━━ Reading passage ━━

Stemming is a rule-based process that is usually done by removing suffixes and prefixes. Consequently, it cannot be used in other languages and each language requires its algorithms. Stemming algorithms are being developed in Persian but due to the complexity of the Persian language, their performance needs to be improved.

Pseudo labeling

In classification problems, it is a common problem that a large number of samples do not have labels and therefore cannot be used in model training. Techniques such as pseudo-labeling can be used to overcome this problem and determine the labels of some samples (Lee, 2013). The first step in pseudo-labeling is to develop a model based on labeled samples in the dataset that is in charge of determining the label of unlabeled samples. Only labels that have been estimated with high confidence are accepted. In the next step, another model is developed using training data along with the new labeled data which can be used to predict test data with higher accuracy. In this way, 104.8 thousand Negative Feedback reviews and 30.5 thousand Positive Feedback reviews were labeled and could be used in the dataset for subsequent analysis. As will be shown in the results section, this method had a significant impact on improving accuracy.

Data balancing

Unequal distribution of data in different classes in a classification problem leads to data imbalance. The class with the most data is called the majority class, and the class with the least data is called the minority class. In these cases, the models tend to ignore the minority class and predict in favor of the majority class. Many machine learning models, such as Support Vector Machine, Naïve Bayes, Decision Tree and Artificial Neural Network cannot have good results in this situation (Díez-Pastor et al., 2015; Vorraboot et al., 2015). In general, data balancing solutions can be divided into two categories; over-sampling and under-sampling. The goal of both solutions is to approximate the number of data distributed in the minority and majority classes. In over-sampling, this is done by increasing the amount of data in the minority class, and in under-sampling by reducing the amount of data in the majority class. In the present problem, we used the random oversampling method to balance the dataset.

━━━
━━ Supplied information ━━

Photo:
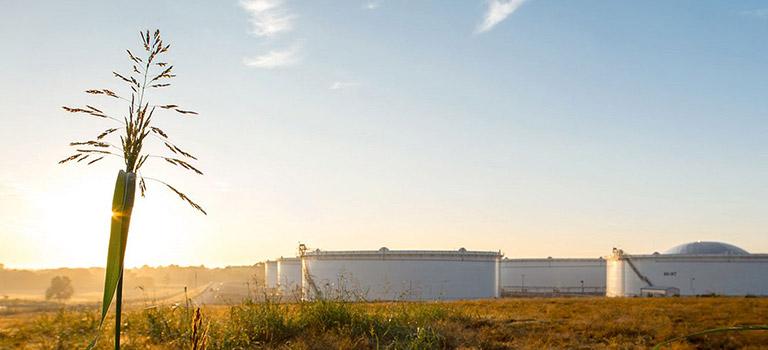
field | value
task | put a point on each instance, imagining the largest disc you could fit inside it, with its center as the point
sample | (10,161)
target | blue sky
(539,128)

━━━

**What to do**
A. In the passage on pseudo-labeling and data balancing, how many Negative Feedback reviews were labeled by pseudo-labeling?
B. Write out the passage on pseudo-labeling and data balancing, everything from "Stemming is a" down to "to be improved.".
C. Turn the paragraph of the passage on pseudo-labeling and data balancing that opens "Unequal distribution of data" into a shorter bulleted list, keeping its main facts.
The data shown above are separate material, apart from the passage.

**Responses in order**
A. 104.8 thousand

B.
Stemming is a rule-based process that is usually done by removing suffixes and prefixes. Consequently, it cannot be used in other languages and each language requires its algorithms. Stemming algorithms are being developed in Persian but due to the complexity of the Persian language, their performance needs to be improved.

C.
- Data imbalance results from an unequal distribution of data across classes. The class with the most data is the majority class, and the class with the least is the minority class.
- Models tend to ignore the minority class and predict in favor of the majority class.
- Support Vector Machine, Naïve Bayes, Decision Tree and Artificial Neural Network models cannot give good results under imbalance.
- Balancing solutions fall into two categories, and both aim to bring class sizes closer together:
  - over-sampling, which increases the data in the minority class
  - under-sampling, which reduces the data in the majority class
- The present problem used random oversampling to balance the dataset.